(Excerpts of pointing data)
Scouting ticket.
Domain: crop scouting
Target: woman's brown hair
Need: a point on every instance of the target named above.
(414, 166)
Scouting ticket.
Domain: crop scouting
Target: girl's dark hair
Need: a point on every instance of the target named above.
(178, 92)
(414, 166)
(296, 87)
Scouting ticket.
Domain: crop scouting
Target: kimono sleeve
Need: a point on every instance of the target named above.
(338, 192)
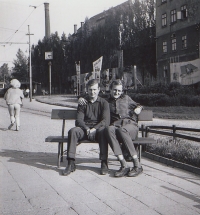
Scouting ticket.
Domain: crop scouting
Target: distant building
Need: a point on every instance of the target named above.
(178, 37)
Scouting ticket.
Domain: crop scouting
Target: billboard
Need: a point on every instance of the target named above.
(97, 67)
(186, 73)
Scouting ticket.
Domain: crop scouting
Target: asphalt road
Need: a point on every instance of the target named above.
(30, 182)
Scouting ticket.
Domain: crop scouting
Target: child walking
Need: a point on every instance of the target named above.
(13, 98)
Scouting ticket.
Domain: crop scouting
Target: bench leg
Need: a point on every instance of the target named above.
(59, 155)
(140, 153)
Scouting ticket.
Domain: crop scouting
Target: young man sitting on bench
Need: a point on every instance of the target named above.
(92, 118)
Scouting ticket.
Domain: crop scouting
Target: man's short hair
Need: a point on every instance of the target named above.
(116, 82)
(92, 82)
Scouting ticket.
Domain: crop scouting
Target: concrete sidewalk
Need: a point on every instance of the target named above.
(32, 184)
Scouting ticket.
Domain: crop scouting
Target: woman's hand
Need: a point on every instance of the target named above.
(82, 101)
(138, 110)
(92, 134)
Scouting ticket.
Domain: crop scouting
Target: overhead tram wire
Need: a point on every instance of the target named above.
(9, 38)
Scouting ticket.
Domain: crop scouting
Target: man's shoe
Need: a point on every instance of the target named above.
(10, 126)
(70, 168)
(128, 158)
(122, 172)
(104, 168)
(135, 171)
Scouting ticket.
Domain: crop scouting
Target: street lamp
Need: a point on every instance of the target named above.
(120, 55)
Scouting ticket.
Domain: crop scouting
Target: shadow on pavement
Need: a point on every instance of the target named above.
(189, 196)
(48, 161)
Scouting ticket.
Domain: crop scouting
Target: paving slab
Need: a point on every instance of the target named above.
(31, 183)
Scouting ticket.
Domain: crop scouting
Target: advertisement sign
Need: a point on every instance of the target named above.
(186, 73)
(97, 67)
(48, 55)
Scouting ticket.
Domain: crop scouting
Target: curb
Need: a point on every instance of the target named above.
(172, 163)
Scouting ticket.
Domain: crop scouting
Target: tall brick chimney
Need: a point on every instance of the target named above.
(75, 29)
(47, 20)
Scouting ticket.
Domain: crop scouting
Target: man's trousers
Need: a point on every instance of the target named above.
(122, 135)
(77, 134)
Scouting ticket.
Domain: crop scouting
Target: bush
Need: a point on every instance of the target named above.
(161, 94)
(181, 151)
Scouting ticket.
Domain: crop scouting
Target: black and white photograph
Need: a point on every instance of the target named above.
(100, 107)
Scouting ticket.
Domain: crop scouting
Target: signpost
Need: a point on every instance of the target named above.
(49, 56)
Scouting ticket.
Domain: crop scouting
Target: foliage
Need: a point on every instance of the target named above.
(20, 66)
(137, 23)
(181, 151)
(159, 99)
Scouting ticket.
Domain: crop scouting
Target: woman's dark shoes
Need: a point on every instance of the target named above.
(70, 168)
(135, 171)
(122, 172)
(10, 126)
(104, 167)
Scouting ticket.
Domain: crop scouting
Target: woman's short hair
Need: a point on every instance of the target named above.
(116, 82)
(15, 83)
(93, 82)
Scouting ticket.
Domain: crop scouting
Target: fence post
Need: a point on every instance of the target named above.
(147, 131)
(174, 133)
(142, 128)
(146, 135)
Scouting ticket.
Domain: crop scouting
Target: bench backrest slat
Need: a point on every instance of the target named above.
(63, 114)
(145, 115)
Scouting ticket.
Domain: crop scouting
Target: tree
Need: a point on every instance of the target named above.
(20, 66)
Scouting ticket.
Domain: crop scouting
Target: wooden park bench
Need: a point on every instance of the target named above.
(64, 114)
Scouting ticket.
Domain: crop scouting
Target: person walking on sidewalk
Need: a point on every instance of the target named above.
(13, 98)
(91, 121)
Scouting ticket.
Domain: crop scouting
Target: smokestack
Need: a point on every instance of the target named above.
(75, 29)
(47, 20)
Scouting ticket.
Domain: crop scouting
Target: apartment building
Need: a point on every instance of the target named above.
(178, 40)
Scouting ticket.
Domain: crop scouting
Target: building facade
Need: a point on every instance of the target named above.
(177, 35)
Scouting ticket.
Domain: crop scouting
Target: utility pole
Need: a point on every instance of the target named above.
(30, 67)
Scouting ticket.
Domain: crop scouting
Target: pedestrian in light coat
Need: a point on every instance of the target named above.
(13, 98)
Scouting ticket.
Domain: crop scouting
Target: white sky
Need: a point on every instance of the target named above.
(16, 15)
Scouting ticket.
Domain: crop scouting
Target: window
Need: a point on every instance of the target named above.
(173, 44)
(165, 71)
(184, 12)
(173, 16)
(164, 19)
(184, 42)
(164, 47)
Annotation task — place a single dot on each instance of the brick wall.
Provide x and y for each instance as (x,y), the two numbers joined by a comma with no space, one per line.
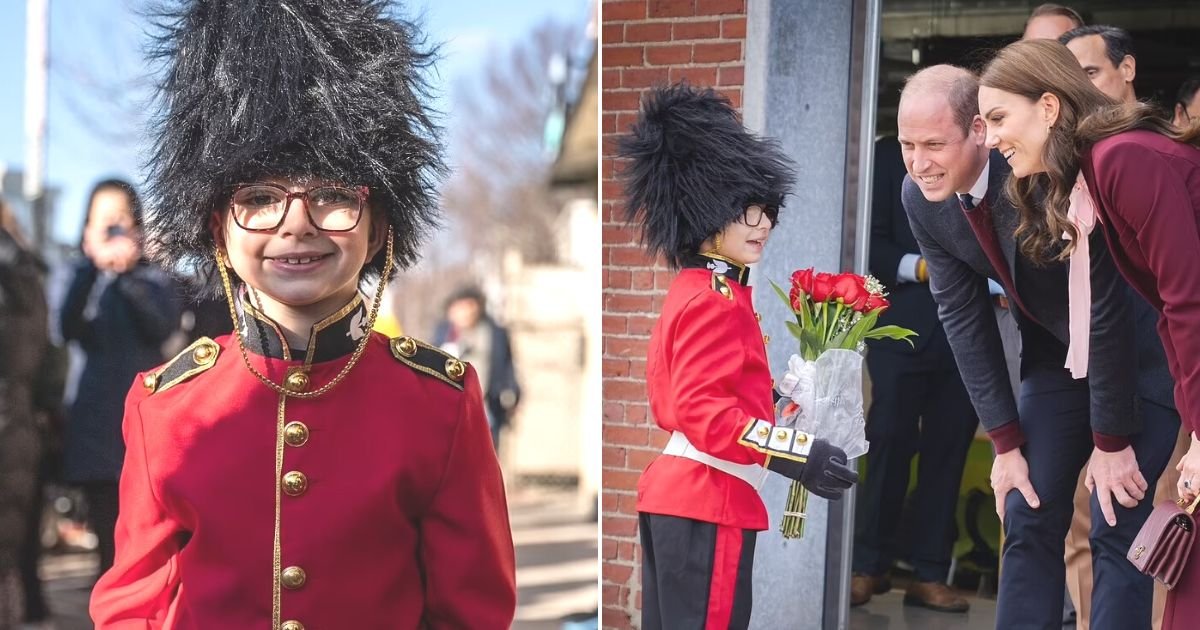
(645,43)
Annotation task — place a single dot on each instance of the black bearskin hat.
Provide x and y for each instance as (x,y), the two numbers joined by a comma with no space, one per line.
(694,168)
(328,89)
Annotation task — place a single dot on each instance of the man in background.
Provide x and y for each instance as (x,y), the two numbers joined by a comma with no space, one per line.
(471,335)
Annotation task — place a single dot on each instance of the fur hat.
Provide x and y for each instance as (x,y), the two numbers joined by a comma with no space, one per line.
(694,168)
(252,89)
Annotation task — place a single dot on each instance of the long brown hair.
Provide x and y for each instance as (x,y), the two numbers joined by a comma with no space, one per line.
(1031,69)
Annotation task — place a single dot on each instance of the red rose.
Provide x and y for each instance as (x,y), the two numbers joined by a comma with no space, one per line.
(822,287)
(850,289)
(876,301)
(803,280)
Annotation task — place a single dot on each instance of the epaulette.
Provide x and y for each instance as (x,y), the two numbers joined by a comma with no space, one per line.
(201,355)
(429,360)
(721,285)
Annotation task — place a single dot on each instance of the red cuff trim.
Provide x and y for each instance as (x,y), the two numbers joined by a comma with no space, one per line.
(1007,437)
(1110,443)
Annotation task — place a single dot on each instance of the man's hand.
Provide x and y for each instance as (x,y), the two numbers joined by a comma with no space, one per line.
(1115,474)
(1009,472)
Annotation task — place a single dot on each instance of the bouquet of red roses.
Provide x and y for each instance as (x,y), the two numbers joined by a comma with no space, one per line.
(834,315)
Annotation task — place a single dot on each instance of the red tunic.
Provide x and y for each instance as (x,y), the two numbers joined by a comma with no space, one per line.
(402,523)
(706,377)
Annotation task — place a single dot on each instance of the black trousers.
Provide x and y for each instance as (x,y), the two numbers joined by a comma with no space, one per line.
(695,575)
(918,405)
(1055,418)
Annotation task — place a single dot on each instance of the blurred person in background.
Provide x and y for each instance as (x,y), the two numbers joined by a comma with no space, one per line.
(119,309)
(1187,103)
(1049,21)
(472,335)
(23,341)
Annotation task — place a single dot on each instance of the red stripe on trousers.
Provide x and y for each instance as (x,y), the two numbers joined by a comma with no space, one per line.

◆ WHAT YOU WILL DO: Reproduce the material in its entirety and word for word, without the pictures.

◆ FULL ANSWER:
Scouting ticket.
Domain: crop scouting
Target: woman's brown hair
Need: a point on every instance of the target named above.
(414, 166)
Scouting ticket.
Domain: crop scouting
Target: girl's dark hair
Need: a point on every instance of the target named above.
(178, 92)
(414, 166)
(296, 87)
Scouting ticket.
Domain: crop scouting
Target: kimono sleeve
Need: a point on every instance of the target named above.
(338, 192)
Scouting ticket.
Domain: crop scouting
Target: distant building
Need: a point on every instance of the target named above.
(178, 37)
Scouting ticket.
Domain: crop scouting
Target: billboard
Need: a point on every instance of the target named above.
(97, 67)
(186, 73)
Scouting ticket.
Domain: crop scouting
Target: asphalt road
Need: a point on every instance of the target named above.
(30, 182)
Scouting ticket.
Domain: crop scouting
Target: child walking
Need: a point on every instance of the target named above.
(13, 98)
Scouting ticket.
Domain: crop scouting
Target: bench leg
Need: a point on every instance of the target named above.
(59, 155)
(140, 153)
Scouting ticket.
Domain: crop scouting
Target: young man sitting on bench
Need: a point on every instance of the target named above.
(92, 118)
Scouting ticket.
Domain: crop scouting
Target: man's short hair
Need: a point on every instance of the target named above.
(116, 82)
(92, 82)
Scouting ticket.
Domain: crop scouting
Target: concrete sidewalk
Need: a point on every instance of the target named above.
(32, 184)
Scouting ticket.
Domain: crop scouting
Target: woman's hand
Need: a point on every instance of the target named above.
(82, 101)
(138, 110)
(92, 134)
Scouting ticket.
Domain: crop scouting
Target: overhead tram wire
Need: a point on every instance of the target named above.
(9, 38)
Scouting ticket.
Domain: crop scouting
Target: man's shoe
Need: a point on every instance of the target named above.
(10, 126)
(70, 168)
(128, 158)
(122, 172)
(104, 168)
(135, 171)
Scouting ticket.
Domain: crop scouting
Target: street lamp
Need: a point on every instance of the target named above.
(120, 55)
Scouting ticket.
Domain: crop scouting
Target: shadow on pavement
Need: a point on every instance of the target named above.
(189, 196)
(48, 161)
Scouting ticket.
Domain: crop scouting
Target: paving slab
Need: a point on every instance of the target named above.
(31, 183)
Scouting ticket.
Domain: crop scouting
Target: advertisement sign
Need: a point on every instance of the target named above.
(186, 73)
(97, 67)
(48, 55)
Scouting ticket.
Domain: crop scouting
Target: curb
Need: a point on every instance of the target named above.
(172, 163)
Scouting ticket.
Domain: crop scouting
Target: tall brick chimney
Need: a point on every instance of the target named above.
(75, 29)
(47, 20)
Scouting ticket.
Domain: crop scouting
Target: man's trousers
Need: a point on every instance of the target named above.
(122, 135)
(77, 134)
Scouting ticket.
Domain: crop scouting
Target: bush
Need: a point on every instance of the target named above.
(161, 94)
(181, 151)
Scouting ticket.
Domain: crop scouting
Target: black and white photograph
Need: a point on every instance of the target named above.
(100, 107)
Scouting ticket.
Domain: crop scouting
Target: signpost
Need: a point on every instance of the target named above.
(49, 56)
Scouting ticket.
Domain: crop scouting
Target: foliage
Need: a point on every instance of the target named above.
(20, 66)
(137, 23)
(181, 151)
(159, 99)
Scouting ticket.
Domain: crop scouting
Target: woman's dark shoes
Need: a point on every instance of the target named above.
(70, 168)
(135, 171)
(122, 172)
(10, 126)
(104, 167)
Scouting ticket.
Domain: crop scouting
Target: woman's short hair
Need: a point on every instance of the target named above.
(116, 82)
(15, 83)
(93, 82)
Scouting ticket.
Domain: crop scouting
Target: fence post
Need: a point on every instance of the target named above.
(147, 131)
(174, 133)
(142, 128)
(146, 135)
Scouting ticket.
Domain: crop scouting
Target: bench backrest slat
Need: a point on every instance of the target named above.
(63, 114)
(145, 115)
Scouting ticket.
Domain: crop scouting
Target: tree
Need: a point on every instance of the target named above.
(20, 66)
Scouting ticket.
Domain: crop scouting
Target: wooden park bench
Need: a point on every instance of the target named above.
(64, 114)
Scouting ticket.
Domain: crop scouting
Target: person walking on sidewalk
Need: a point on every instance of the target named above.
(13, 98)
(91, 121)
Scouting ticket.
Domain: crop scouting
Target: smokestack
Need: a point on every instance of the target named above.
(75, 29)
(47, 20)
Scouting ticket.
Domain: crop scouting
Target: apartment building
Need: a point on every instance of the target named above.
(178, 40)
Scouting ticket.
Domain: crop scouting
Target: building facade
Need: a point on every instance of the target named above.
(177, 35)
Scouting ticket.
Domain: crop scouting
Target: utility pole
Need: a point on every instance of the target named above.
(30, 67)
Scouting ticket.
Domain: crop scouting
Target: pedestrian in light coat
Need: a point on every instance of the target named above.
(13, 98)
Scouting ticket.
Domain: crop scouting
Target: white sky
Need: a point on every instance of the target named above.
(16, 15)
Scouting ticket.
Domain: crop scouting
Target: window
Need: a point on every instance of the target named above.
(173, 44)
(165, 71)
(184, 12)
(173, 16)
(164, 19)
(184, 42)
(164, 47)
Annotation task — place a single dot on each instance of the brick wall.
Provide x and y for each instance as (x,y), the two numbers joined by a comma with no space, one per line.
(645,43)
Annotation task — place a single dot on each instance of the black bearskin hat.
Provide x and y for each instance as (x,y), the two numbers joined by a comma with no space, one per line.
(694,168)
(328,89)
Annotation task — place a single dot on each instance of the man in background.
Provide x and y for each instance as (x,y), the two numbers joined by a comma with no space, one per line.
(471,335)
Annotation task — place a single dot on each instance of the fur hat.
Provide x and y for each instance as (x,y), the two numbers joined by a comma with no space, one per line.
(694,168)
(252,89)
Annotation task — place a single dot on each instance of the long brown hair.
Provide x and y for each instance as (x,y), the two numbers joined by a comma with no space, one per line.
(1031,69)
Annotation task — place a single dot on each instance of the red rose.
Provide x and y for each instance as (x,y), the two numbers joined by a comma with no space, one per line.
(822,287)
(850,289)
(876,301)
(803,280)
Annotation task — place a single dot on each instance of the epaulette.
Provide x and y for each instance as (x,y), the two numbers joined by a comma with no space, one per line.
(201,355)
(429,360)
(721,285)
Annotation task — place a single dot on each instance of the red cuff trim.
Provide x and y for each instance as (x,y), the two numbers joined by a comma with no space, one per line.
(1007,437)
(1110,443)
Annotation task — place a single dot on each instance of the man's hand.
Provide x and y for each instance as (x,y), the two numbers joined by a comma with no space, one per line.
(1115,474)
(1009,472)
Annotation task — place a single dot on each instance of the bouquet of red roses.
Provide x and y for each instance as (x,y), the two numbers joined by a comma with no space, one per line.
(834,315)
Annotation task — place a single dot on each instance of the red tunic.
Provide x and y for each instance as (x,y), the two numbers joined by a comma with no space, one per line.
(402,523)
(706,377)
Annotation task — place a single dot on each instance of the black trousers.
Provide x and y for each instance as (x,y), the two numbers joined by a comma with no space, one per line.
(695,575)
(918,405)
(1055,418)
Annotation task — place a single dot on each instance of the blurred person in background.
Provide x and y for each instance as (x,y), the two numbers joined by a comma with no space, one per line.
(119,309)
(1187,103)
(1049,21)
(472,335)
(23,341)
Annotation task — place a single dot on each instance of the red stripe on trousers.
Provide x and y for each instance as (x,y), the two numbers joined by a comma with no space, one per line.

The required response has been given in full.